==== Dataset entries
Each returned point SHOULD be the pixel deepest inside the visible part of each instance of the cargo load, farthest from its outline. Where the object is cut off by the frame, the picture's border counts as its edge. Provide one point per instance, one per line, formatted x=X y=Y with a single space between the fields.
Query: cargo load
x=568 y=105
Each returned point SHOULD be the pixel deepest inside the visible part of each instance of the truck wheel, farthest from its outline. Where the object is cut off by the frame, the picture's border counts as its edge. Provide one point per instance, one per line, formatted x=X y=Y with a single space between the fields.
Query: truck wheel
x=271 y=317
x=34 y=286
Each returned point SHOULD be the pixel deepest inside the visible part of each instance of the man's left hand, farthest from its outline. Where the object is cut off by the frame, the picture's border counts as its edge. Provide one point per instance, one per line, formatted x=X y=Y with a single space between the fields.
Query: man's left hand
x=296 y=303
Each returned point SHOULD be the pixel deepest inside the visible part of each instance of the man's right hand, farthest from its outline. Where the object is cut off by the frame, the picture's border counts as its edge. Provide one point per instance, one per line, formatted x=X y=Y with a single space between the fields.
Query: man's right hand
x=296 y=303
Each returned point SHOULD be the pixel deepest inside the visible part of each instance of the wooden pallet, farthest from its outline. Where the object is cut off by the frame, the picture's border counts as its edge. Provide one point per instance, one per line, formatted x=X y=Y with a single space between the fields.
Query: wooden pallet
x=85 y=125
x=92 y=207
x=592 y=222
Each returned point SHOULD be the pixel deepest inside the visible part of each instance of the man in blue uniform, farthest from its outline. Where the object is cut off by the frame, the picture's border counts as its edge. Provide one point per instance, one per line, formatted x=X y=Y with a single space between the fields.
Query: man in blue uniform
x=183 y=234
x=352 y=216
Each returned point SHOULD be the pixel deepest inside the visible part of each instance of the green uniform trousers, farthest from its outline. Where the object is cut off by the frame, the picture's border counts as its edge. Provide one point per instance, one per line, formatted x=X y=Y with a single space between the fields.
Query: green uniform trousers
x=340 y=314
========
==== Dataset entries
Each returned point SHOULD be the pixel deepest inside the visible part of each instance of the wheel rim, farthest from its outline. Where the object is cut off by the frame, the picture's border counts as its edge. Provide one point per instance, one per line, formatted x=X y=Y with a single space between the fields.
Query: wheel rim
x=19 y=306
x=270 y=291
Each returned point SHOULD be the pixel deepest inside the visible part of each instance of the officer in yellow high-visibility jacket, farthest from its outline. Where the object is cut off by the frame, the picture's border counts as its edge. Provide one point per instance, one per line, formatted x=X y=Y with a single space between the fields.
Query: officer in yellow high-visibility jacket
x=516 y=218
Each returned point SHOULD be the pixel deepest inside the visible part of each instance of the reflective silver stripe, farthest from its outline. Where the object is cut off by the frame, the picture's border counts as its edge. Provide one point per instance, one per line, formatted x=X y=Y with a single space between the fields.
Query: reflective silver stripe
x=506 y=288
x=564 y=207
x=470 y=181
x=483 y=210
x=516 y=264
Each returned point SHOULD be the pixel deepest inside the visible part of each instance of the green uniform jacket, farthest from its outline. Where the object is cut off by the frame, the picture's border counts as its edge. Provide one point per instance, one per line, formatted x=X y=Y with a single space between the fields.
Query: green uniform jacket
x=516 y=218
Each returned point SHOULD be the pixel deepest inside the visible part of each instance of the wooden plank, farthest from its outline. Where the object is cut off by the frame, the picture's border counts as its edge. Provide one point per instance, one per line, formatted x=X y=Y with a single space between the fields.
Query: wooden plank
========
==== Dataset entries
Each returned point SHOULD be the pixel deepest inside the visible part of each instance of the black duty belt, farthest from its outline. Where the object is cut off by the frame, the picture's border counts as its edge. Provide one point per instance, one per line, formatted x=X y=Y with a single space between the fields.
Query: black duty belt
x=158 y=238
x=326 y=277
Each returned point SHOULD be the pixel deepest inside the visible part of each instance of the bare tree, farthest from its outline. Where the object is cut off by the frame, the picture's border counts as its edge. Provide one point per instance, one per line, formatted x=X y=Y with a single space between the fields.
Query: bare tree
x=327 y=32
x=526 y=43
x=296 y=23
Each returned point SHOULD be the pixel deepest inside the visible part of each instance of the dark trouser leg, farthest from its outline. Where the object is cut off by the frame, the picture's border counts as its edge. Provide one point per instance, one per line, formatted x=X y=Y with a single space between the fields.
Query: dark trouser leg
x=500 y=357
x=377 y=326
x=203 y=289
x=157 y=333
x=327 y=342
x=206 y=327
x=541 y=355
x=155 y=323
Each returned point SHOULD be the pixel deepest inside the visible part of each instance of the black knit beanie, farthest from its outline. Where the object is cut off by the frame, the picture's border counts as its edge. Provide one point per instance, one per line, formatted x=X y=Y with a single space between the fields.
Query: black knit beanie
========
=== Problem ===
Rewrite every line starting with the line that contains "blue uniform, farthest" and going on through the line that contains "x=340 y=314", keeping all other text unchanged but shifting each x and y coordinate in the answers up by 4.

=== The result ===
Each returned point SHOULD be the pixel deepest inside the visible part of each instance of the man in blue uniform, farthest from its outline. Where the object is cut off by the frame, the picture's border counts as its edge. Provide one point per instance, one per line, formatted x=X y=Y with a single space between the fields.
Query: man in blue uniform
x=187 y=238
x=356 y=220
Each returned point SHOULD be the pixel deepest inside the visible part of each instance of the green uniform trousers, farthest from its outline. Where the object is cut off by the frame, the picture's border counts as its edge. Provide one point per instance, one per line, formatted x=X y=Y with a single space between the fields.
Query: green uniform trousers
x=344 y=318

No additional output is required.